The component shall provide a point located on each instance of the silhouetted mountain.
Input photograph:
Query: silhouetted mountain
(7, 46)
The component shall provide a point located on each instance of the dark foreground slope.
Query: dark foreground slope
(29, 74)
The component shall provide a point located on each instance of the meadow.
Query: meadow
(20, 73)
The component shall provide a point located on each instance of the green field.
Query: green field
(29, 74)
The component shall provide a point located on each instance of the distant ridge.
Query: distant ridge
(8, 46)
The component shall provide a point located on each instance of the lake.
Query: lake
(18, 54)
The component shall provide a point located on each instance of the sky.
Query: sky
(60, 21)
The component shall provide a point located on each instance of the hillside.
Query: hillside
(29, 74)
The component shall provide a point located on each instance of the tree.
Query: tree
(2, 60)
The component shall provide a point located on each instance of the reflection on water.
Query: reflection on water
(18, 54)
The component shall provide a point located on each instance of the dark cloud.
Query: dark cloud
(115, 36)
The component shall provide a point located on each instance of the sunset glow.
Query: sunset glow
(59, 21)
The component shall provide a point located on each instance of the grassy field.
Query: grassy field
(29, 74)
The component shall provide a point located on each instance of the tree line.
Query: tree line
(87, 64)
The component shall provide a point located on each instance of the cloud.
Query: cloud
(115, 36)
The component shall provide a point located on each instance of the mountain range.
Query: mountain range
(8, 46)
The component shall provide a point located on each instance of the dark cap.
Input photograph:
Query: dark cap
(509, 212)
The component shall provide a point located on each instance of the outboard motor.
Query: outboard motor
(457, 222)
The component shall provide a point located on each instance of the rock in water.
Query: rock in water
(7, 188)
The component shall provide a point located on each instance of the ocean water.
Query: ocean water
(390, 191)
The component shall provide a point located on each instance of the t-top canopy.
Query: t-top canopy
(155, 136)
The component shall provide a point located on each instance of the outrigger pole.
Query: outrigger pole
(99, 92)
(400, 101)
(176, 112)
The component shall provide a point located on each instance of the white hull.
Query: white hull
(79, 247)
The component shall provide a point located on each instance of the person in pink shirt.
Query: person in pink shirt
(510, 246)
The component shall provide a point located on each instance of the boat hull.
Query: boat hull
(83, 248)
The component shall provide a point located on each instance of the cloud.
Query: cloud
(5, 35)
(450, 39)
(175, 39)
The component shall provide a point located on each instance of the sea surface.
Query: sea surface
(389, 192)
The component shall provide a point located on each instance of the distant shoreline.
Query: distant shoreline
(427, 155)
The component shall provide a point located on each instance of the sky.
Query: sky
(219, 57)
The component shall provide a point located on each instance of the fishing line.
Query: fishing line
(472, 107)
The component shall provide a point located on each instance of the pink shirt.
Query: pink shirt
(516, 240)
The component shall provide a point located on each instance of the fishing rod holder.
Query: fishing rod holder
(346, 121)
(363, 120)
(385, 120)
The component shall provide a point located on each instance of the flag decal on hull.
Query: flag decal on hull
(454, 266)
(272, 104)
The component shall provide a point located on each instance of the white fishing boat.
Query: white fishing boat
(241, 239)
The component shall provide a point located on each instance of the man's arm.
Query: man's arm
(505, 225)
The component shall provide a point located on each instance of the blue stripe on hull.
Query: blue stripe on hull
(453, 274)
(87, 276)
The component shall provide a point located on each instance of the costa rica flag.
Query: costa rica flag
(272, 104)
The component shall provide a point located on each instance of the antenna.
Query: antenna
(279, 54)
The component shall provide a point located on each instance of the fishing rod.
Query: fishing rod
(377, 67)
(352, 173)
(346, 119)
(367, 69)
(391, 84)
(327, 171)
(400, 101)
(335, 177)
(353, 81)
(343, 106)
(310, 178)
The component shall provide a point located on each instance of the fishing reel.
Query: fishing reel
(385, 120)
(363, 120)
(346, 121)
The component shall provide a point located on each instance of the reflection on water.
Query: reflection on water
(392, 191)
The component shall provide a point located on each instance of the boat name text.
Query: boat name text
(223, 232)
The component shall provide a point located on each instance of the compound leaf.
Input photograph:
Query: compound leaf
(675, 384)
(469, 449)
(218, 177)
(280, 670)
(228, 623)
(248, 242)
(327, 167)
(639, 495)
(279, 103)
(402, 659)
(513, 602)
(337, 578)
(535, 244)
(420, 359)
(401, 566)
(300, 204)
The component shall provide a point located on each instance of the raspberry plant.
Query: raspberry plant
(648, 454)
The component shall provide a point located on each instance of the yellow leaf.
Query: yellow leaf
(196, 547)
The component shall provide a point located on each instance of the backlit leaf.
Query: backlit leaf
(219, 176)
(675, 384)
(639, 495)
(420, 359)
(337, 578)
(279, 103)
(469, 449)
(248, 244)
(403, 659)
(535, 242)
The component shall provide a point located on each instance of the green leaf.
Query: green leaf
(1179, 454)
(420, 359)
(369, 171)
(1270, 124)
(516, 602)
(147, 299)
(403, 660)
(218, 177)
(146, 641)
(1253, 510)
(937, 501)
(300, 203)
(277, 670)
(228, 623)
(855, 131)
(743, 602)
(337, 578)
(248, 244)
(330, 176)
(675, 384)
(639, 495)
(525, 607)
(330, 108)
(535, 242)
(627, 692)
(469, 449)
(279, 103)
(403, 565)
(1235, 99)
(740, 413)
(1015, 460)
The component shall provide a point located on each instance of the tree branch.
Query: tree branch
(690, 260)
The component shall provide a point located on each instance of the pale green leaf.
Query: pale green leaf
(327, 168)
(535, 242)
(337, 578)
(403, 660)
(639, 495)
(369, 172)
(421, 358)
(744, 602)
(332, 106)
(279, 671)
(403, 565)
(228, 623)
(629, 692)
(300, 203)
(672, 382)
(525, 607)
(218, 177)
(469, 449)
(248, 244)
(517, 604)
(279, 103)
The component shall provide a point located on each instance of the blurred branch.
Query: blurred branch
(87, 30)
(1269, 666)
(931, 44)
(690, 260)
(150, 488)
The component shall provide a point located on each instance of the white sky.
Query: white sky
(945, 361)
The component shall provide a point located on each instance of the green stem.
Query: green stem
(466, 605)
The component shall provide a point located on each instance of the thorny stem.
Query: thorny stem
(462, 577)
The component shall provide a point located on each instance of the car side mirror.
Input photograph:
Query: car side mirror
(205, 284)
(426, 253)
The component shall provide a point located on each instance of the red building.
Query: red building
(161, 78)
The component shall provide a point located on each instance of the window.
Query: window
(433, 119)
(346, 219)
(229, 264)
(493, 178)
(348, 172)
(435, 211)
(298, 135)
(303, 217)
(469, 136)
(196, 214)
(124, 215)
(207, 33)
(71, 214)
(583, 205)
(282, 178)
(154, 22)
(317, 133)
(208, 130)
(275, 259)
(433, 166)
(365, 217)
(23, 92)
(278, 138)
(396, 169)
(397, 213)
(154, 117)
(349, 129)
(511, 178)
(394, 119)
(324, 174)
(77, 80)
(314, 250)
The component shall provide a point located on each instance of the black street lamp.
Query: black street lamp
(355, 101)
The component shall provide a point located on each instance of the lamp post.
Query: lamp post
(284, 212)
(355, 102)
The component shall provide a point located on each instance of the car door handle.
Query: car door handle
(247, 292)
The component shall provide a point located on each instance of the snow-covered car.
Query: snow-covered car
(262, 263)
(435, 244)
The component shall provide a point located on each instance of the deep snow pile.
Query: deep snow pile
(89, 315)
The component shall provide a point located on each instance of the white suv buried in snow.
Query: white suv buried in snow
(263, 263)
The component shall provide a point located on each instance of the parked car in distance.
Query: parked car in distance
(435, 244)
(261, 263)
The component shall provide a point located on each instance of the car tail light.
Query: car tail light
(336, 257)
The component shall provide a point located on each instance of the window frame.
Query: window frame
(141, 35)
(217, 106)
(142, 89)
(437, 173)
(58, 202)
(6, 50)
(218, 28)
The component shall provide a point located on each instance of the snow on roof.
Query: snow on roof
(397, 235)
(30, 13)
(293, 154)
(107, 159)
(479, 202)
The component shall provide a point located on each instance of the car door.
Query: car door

_Assignment_. Look above for the line with "Query: fishing line" and the line with "decal on hull."; transcribe both and all lines in between, exactly, and nothing else.

_Answer to this task_.
Query: fishing line
(472, 107)
The component shall provide a point located on each instance of the pink shirt.
Query: pink shirt
(516, 240)
The component shall provide a point located on each instance of the fishing rod holder.
Query: fishing rod holder
(346, 121)
(363, 120)
(385, 120)
The component shall provide a point located on each instance of the flag decal on hull.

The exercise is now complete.